Postby tcsned » Fri Jan 22, 2010 12:22 pm

jack-A-roe wrote:mostly stuff my uncles taught me. i like norman blake A LOT. doc watson and tony rice are pretty great to listen to (i don't know if purists consider them bluegrass or just hot picking music), but hard to keep up with. flatt and scruggs. the dillards. any contemporary stuff you might suggest?

old and in the way ain't that bad either... :smile:


I love Doc Watson, even though he might more properly e classified as Piedmont Folk and Blues, he is the man whatever label is put on his music. Tony Rice is perhaps the best acoustic lead player I've ever heard, he has a level of "gettin' it" that no one else seems to have period, end of story. While the Tony Rice Unit isn't exactly traditional bluegrass he did those Bluegrass Album Band records with J.D. Crowe, Doyle Lawson and a few others that is as hard drivin' as it gets. If you haven't heard J.D. Crowe and the New South they are top notch. The first album is up there with the best acoustic records made. The band, featured JD Crowe, Tony Rice, Ricky Skaggs, Jerry Douglas, and Bobby Sloan (violinist with the king - Bill Monroe). I ran sound for him once, he's a real nice guy and his current band is great. If you like Doc Watson, check out Wayne Henderson. He's a mailman from Rugby, VA (about an hour from me in Blacksburg) and one of the best acoustic guitar builders on the planet. He's one of the few guitar builders out there who can play and build at the same, very high level. He's a great guy too, I go to his Christmas party every year - it's a blast. Met Doc Watson there, and got to play with the Kruger Brothers (a Swiss Bluegrass band that is also worth checking out). A lot of this contemporary bluegrass is kind of watered down IMHO - some great players but the music is sterile. Bluegrass should be earthy and hard driving of you ask me - not pretty and well produced. If you want, I have a ton of stuff recorded send me a PM and I can get you some stuff. My favorite players are mostly unsigned "parking lot" pickers. Old and in the Way is what got me into bluegrass - though living in the beautiful Blue Ridge Mts doesn't hurt.

DATASET EXCERPT:

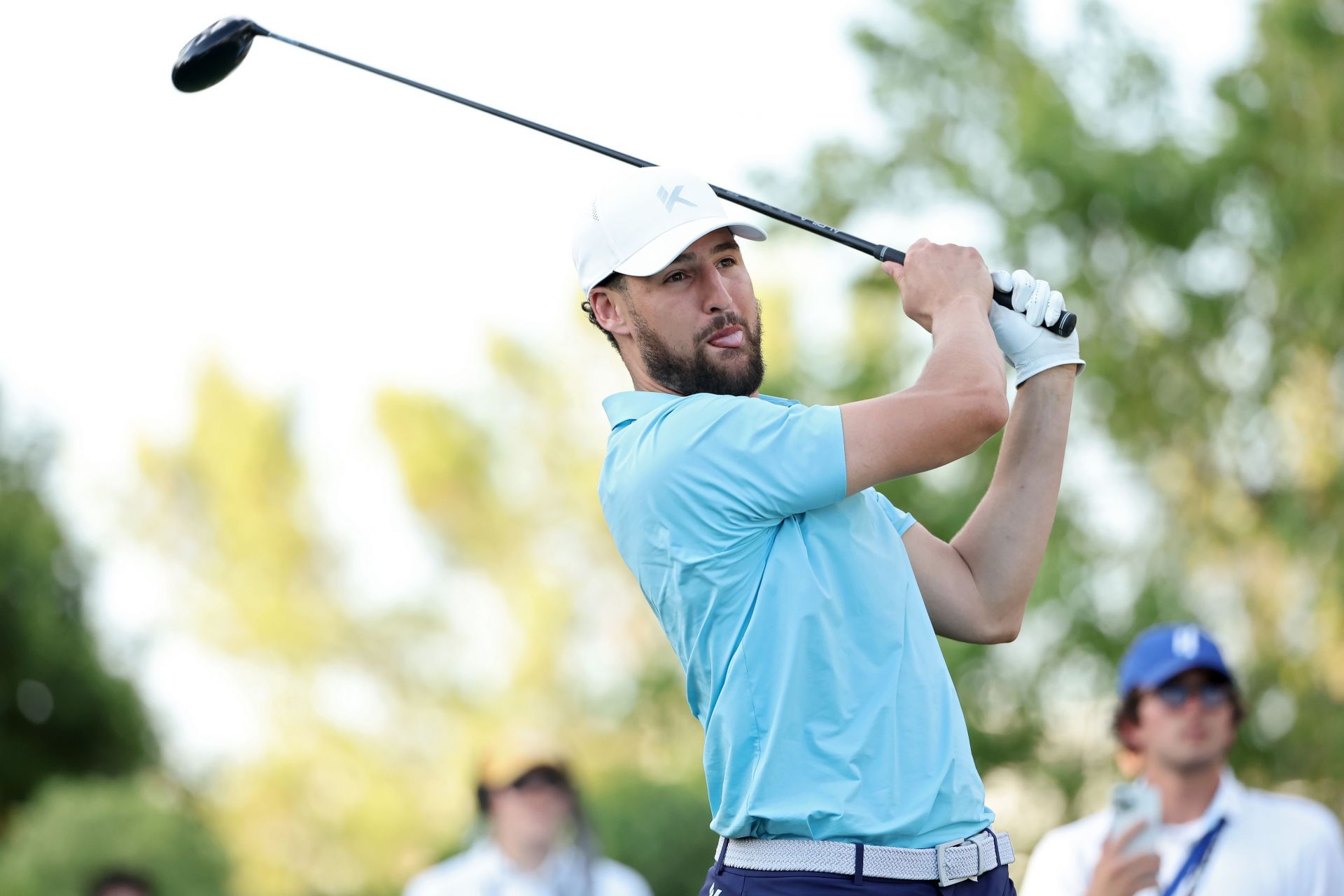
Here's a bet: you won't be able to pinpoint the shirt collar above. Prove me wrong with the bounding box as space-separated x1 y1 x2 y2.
602 391 797 430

WHAT YOU WILL DO:
A. Answer from the forum post about bluegrass:
(i) What town is Wayne Henderson a mailman from?
(ii) Which Swiss band did the writer get to play with?
(iii) What got the writer into bluegrass?
B. Write the next part of the forum post about bluegrass, starting after its final sentence.

TASK ANSWERS:
A.
(i) Rugby, VA
(ii) The Kruger Brothers
(iii) Old and in the Way

B.
I've been playing in a bluegrass band for about 15 years or so and love it, here's a video of my band Crossties (our banjo player Timmy Mills is a pure and good as they come). Not the best recording, my drive crashed after getting 2 songs off it so that is all that survived. You can see what a traditionalist I am with my gypsy jazz guitar and Ramones shirt
;)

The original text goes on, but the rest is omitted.